### Exercise aim
Transcribe the records that follow exactly. Skip the pictures.

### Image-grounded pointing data
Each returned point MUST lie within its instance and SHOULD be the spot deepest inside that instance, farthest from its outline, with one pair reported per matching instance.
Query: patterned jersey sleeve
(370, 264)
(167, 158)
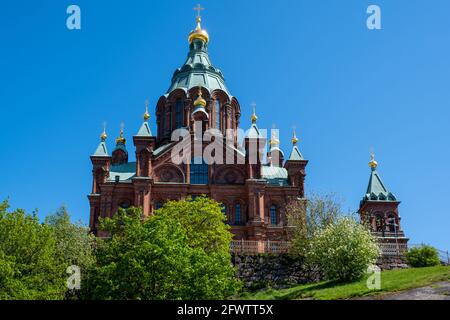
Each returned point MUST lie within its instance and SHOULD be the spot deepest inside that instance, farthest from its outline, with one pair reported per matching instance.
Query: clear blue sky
(312, 64)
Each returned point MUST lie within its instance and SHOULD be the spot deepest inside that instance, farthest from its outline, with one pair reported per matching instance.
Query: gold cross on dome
(199, 9)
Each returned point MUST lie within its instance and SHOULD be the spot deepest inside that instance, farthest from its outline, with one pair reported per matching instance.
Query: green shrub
(423, 256)
(343, 250)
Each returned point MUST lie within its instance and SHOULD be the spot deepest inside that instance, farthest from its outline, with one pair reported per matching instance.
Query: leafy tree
(74, 243)
(163, 257)
(30, 264)
(309, 216)
(343, 250)
(423, 256)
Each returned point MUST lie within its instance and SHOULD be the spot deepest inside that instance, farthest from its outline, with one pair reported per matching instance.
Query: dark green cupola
(198, 70)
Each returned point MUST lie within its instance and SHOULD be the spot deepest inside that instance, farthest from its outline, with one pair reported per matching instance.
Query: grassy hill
(391, 281)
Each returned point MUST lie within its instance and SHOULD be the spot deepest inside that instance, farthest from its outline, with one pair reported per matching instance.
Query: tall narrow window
(179, 114)
(158, 205)
(199, 171)
(224, 211)
(273, 215)
(237, 214)
(217, 110)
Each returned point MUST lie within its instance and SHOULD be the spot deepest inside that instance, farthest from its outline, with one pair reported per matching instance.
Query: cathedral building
(253, 194)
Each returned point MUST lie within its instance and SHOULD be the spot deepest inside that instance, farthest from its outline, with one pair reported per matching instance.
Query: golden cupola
(200, 101)
(373, 164)
(199, 33)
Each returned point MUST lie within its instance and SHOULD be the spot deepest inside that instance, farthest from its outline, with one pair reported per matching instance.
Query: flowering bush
(343, 250)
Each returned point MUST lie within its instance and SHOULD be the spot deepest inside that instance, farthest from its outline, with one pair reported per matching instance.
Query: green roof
(101, 150)
(376, 190)
(253, 132)
(198, 71)
(144, 131)
(125, 172)
(275, 175)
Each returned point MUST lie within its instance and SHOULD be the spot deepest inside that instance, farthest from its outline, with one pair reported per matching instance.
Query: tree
(343, 250)
(309, 216)
(74, 243)
(30, 264)
(163, 257)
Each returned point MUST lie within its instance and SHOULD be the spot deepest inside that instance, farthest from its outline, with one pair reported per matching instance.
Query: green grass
(391, 281)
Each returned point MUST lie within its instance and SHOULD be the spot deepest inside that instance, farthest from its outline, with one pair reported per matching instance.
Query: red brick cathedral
(254, 194)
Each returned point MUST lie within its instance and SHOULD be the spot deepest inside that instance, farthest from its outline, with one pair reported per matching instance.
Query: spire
(146, 114)
(376, 190)
(199, 106)
(200, 101)
(198, 32)
(101, 150)
(274, 141)
(296, 155)
(121, 140)
(373, 164)
(145, 131)
(254, 116)
(253, 132)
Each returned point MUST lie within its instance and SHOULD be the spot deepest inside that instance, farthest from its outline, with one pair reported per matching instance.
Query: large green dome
(198, 71)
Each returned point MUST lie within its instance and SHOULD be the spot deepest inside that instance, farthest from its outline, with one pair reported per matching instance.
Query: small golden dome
(199, 33)
(146, 114)
(200, 101)
(373, 163)
(295, 140)
(254, 116)
(121, 139)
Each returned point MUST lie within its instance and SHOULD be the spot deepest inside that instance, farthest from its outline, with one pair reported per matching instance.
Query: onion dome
(199, 33)
(376, 190)
(294, 140)
(121, 140)
(146, 114)
(101, 150)
(274, 142)
(103, 136)
(296, 155)
(373, 164)
(254, 117)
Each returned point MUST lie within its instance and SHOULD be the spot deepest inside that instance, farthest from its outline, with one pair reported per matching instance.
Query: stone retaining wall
(281, 270)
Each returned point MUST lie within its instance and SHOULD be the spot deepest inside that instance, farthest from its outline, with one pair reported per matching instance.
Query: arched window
(392, 223)
(237, 214)
(217, 111)
(273, 215)
(223, 207)
(178, 114)
(199, 171)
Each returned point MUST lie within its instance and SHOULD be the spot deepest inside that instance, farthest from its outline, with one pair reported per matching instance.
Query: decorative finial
(146, 114)
(294, 138)
(199, 33)
(373, 163)
(254, 116)
(200, 101)
(274, 140)
(121, 139)
(104, 136)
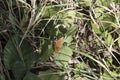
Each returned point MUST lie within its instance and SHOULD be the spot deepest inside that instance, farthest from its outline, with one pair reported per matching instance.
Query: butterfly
(58, 44)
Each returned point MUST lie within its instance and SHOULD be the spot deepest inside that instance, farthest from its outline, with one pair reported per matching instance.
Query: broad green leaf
(62, 58)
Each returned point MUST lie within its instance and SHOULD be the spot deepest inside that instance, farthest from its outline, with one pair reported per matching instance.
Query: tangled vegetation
(59, 40)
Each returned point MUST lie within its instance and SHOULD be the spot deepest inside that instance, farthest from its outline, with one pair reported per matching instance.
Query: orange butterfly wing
(58, 44)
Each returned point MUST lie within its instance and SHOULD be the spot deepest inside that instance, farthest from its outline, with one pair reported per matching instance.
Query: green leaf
(18, 59)
(119, 41)
(68, 39)
(31, 76)
(71, 30)
(63, 57)
(18, 70)
(51, 75)
(49, 11)
(95, 28)
(106, 76)
(47, 50)
(109, 39)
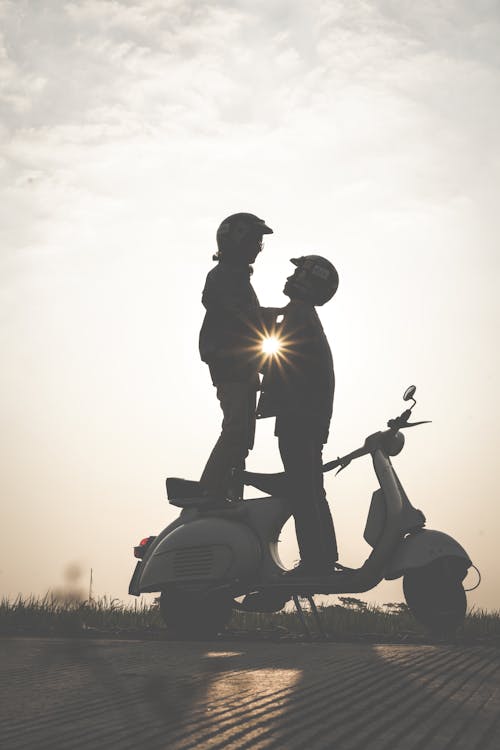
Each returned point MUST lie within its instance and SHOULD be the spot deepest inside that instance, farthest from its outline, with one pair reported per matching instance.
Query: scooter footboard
(421, 548)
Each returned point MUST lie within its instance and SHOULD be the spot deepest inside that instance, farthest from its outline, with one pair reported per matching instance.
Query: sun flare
(271, 345)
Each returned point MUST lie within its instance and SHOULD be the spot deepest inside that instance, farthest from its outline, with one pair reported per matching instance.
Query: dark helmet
(237, 228)
(317, 279)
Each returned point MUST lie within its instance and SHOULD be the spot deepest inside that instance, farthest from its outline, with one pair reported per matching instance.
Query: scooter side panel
(204, 550)
(423, 547)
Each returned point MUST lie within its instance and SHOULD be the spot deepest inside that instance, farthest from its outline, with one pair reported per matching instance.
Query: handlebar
(394, 425)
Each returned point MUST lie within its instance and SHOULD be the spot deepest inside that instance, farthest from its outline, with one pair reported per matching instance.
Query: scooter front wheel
(435, 595)
(195, 614)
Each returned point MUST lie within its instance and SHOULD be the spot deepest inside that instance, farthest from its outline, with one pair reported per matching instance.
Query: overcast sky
(367, 132)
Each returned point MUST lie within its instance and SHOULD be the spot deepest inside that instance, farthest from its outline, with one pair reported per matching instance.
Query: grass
(349, 619)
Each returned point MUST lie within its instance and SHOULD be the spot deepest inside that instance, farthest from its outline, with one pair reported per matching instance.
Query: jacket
(230, 333)
(299, 382)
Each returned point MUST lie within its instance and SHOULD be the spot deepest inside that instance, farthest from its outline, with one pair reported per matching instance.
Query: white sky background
(364, 131)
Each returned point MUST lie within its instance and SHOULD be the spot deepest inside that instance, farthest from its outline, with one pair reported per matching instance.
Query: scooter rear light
(142, 547)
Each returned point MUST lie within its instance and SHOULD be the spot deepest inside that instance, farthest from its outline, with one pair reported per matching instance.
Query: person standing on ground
(298, 388)
(229, 343)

### Solved exercise
Each returned point MUST lie within its instance and SHOULD be the spot deepest inside that instance, farthest from its outline, with one pair reported per matching instance.
Query: patterned jersey sleeve
(370, 264)
(167, 158)
Each returned point MUST lie within its instance and SHOULD be the spot deepest inside that instance, farthest from its outline, with one pair reported per matching instance.
Query: clear blue sky
(312, 64)
Each returned point MUST lie within its instance and SHOULD be the spot deepest inside that instance, farthest from its outline, with one pair reported per matching instance.
Query: gold cross on dome
(199, 9)
Each returned point MUST lie within its instance and SHOULD be the spot deepest inside that instance, farthest from its outline, with one pair reported per matching instance.
Query: green shrub
(423, 256)
(343, 250)
Each returned point MUST lie within its instance and SHOULD be the spot deepest inside that instance, farthest from its outline, with one pair reported per matching instance.
Query: leafy tree
(74, 243)
(163, 257)
(30, 264)
(309, 216)
(343, 250)
(423, 256)
Each returned point MUST lie within its instance and SHOULD be the spot deepest inside that instance, farthest from its outline, with one pair reported per matching instance.
Query: dark green cupola
(198, 70)
Each returned point MUST lie within its instance and SHOULD be the spot deepest inside that instance, farthest from its outline, with one pair reported per matching instance.
Query: grassy hill
(391, 281)
Each returned point MUST lie within its instance and SHOULD be the spot deepest inside that instance, farthest from its outline, with one pair reported per matching instance.
Query: tall narrow window
(179, 114)
(158, 205)
(199, 171)
(224, 211)
(273, 215)
(237, 214)
(217, 110)
Each returned point MUST lie within its instance and SHOULD be the spot deepest inside that instance, farthest from its outline, with one pair reported per matching instance.
Query: cathedral building
(253, 194)
Each returned point MUST lie within its instance and SHOULD be the spot deepest inside that instance, farthest from its outline, with one pair reported per matching instance.
Query: golden cupola
(200, 101)
(373, 164)
(199, 33)
Each returned point MUST lie within its instance and SHOULD be the spot deepest inside that instance, farthest from its outline, with one pair reported per matching instance.
Query: flowering bush
(343, 250)
Each returned point MUST lie within its instance and SHOULD be the spot deepest inside that instance, farthest from its outline, with one pair reported per matching instance.
Query: green roof
(101, 150)
(376, 190)
(253, 132)
(198, 71)
(144, 131)
(125, 172)
(275, 175)
Each returned point MUST lie within its instance and SHOULD be the spot deepest inside that instance, farthest from its outline, with one pair reported per matching instance.
Query: tree
(343, 250)
(309, 216)
(74, 243)
(30, 264)
(163, 257)
Each returned point MUST lie within its instance and SHOULD be the spot deepest inside that instance, farthest from its outline, with one pair reported per matching instance.
Query: green grass
(391, 281)
Each returned point MUST lie within its instance and SHOULD be the spot deepest inside that instance, farthest from its outline, with one pair reported per matching instance.
Query: red brick cathedral
(254, 194)
Each returned point MUST lie within its instance and SHOULD be the spot deepest inside that instance, farthest from its outline, with one pair reported per matching instance.
Query: spire
(146, 114)
(376, 190)
(199, 106)
(200, 101)
(198, 32)
(101, 150)
(274, 141)
(296, 155)
(121, 140)
(373, 164)
(145, 131)
(254, 116)
(253, 132)
Each returned point MUST lie within its instance and SHOULD be the spot deepest inside that instance, farthest from its outline, with one pair reported per matching instance.
Query: large green dome
(198, 71)
Each returned point MUST lie within its instance and SHOULD be the spot deepest inside that instance, farthest from its outline, with one pair reported per matching instance.
Query: small golden dome
(199, 33)
(146, 114)
(200, 101)
(373, 163)
(295, 140)
(254, 116)
(121, 139)
Each returned point MUST lie within its instance and SHOULD be the spot deepest inside that instance, farthest from its outline, with one pair reported per matching instance.
Query: onion dome
(199, 33)
(376, 190)
(294, 140)
(121, 140)
(146, 114)
(101, 150)
(274, 142)
(103, 136)
(296, 155)
(373, 164)
(254, 117)
Each returned point MUST lie within its instance and SHOULD be the spot deepest inside that instance, farthest from its outline, with one pair reported per matching instance.
Query: stone retaining wall
(281, 270)
Each returned point MUST lie within its instance and SHOULD be the spot deepest inside that instance, farthest from its outline, with one pair reported per matching instance.
Query: arched window
(392, 223)
(237, 214)
(217, 111)
(273, 215)
(223, 207)
(178, 114)
(199, 171)
Each returned point MUST lie within its instance and SHOULD be the spot deepest inside that instance, farthest from its outline, with one pair reported per matching instance.
Query: decorative finial
(146, 114)
(294, 138)
(199, 33)
(373, 163)
(254, 116)
(200, 101)
(274, 140)
(121, 139)
(104, 136)
Each returned point MUST lie within its instance and SHOULD be the spot deepest inside that instance, farthest from its outline, with one pair reported per matching instance.
Query: butterfly
(58, 44)
Each returned point MUST lie within its instance and SHOULD be the spot deepest inside that instance, farthest from its outline, with one pair reported per matching instance.
Query: broad green leaf
(62, 58)
Each returned point MUST lie within its instance and SHOULD be the spot deepest inside that instance, farthest from its outline, with one pair reported per matching instance.
Query: tangled vegetation
(59, 40)
Each returned point MUST lie within its instance and SHOULD be the spot deepest inside that instance, farthest from its outline, with one pair reported per matching instance.
Query: orange butterfly wing
(58, 44)
Each returned point MUST lie within its instance and SHOULD be the spot deepest inside that instance, farthest from its outline, with one pair reported per matching instance.
Query: green leaf
(18, 59)
(119, 41)
(68, 39)
(31, 76)
(71, 30)
(63, 57)
(18, 70)
(51, 75)
(49, 11)
(95, 28)
(106, 76)
(47, 50)
(109, 39)
Each returned point MUST lie within its instance and SHOULD be the spot deepest inside that instance, farthest from its outline, with one pair reported per matching instance.
Query: scooter footboard
(421, 548)
Each returned point MUST lie within its instance and SHOULD be the spot deepest inside that instance, farthest from its outline, with one pair reported per matching instance.
Query: sun flare
(271, 345)
Each returned point MUST lie within its instance and SHOULD be the spot deepest inside that instance, farthest from its outline, with one pair reported per matching instance.
Query: dark helmet
(237, 228)
(317, 279)
Each returned point MUST lie within its instance and SHOULD be the spot deepest inside that instance, farthest from its outline, with one pair reported per matching instance.
Query: scooter side panel
(204, 550)
(423, 547)
Each returned point MUST lie within its instance and SHOULD be the spot deepest inside that instance, farthest from its outline, with one pair reported per matching instance.
Query: handlebar
(394, 425)
Each returned point MUST lie within its instance and SHOULD be the spot deepest inside that instance, farthest from its outline, with one pair reported per matching instance.
Query: scooter front wheel
(435, 595)
(195, 614)
Each returned point MUST lie within its instance and SHOULD be the spot deepest inside that instance, farthest from its outline, with one pair reported per matching instance.
Query: overcast sky
(367, 132)
Each returned point MUST lie within its instance and SHOULD be the spot deepest inside that instance, farthest from its outline, with one pair reported per matching instance.
Query: grass
(349, 619)
Each returned point MUST lie within its instance and SHOULD be the spot deepest inside that instance, farthest from its outline, with one pair reported per matching instance.
Query: jacket
(230, 333)
(299, 382)
Each returned point MUST lie within its instance and SHOULD be the spot deepest inside that instance, farthest from its outline, with one pair reported per matching instance.
Query: white sky background
(364, 131)
Each returned point MUST lie within its instance and SHOULD be the spot deepest inside that instance, farthest from its outline, with one pair reported per matching instance.
Query: scooter rear light
(142, 547)
Each returned point MUST lie within its instance and SHOULD be the spot deepest inside that instance, farthest from its outline, with one pair reported per matching instance.
Query: person standing on ground
(298, 388)
(229, 343)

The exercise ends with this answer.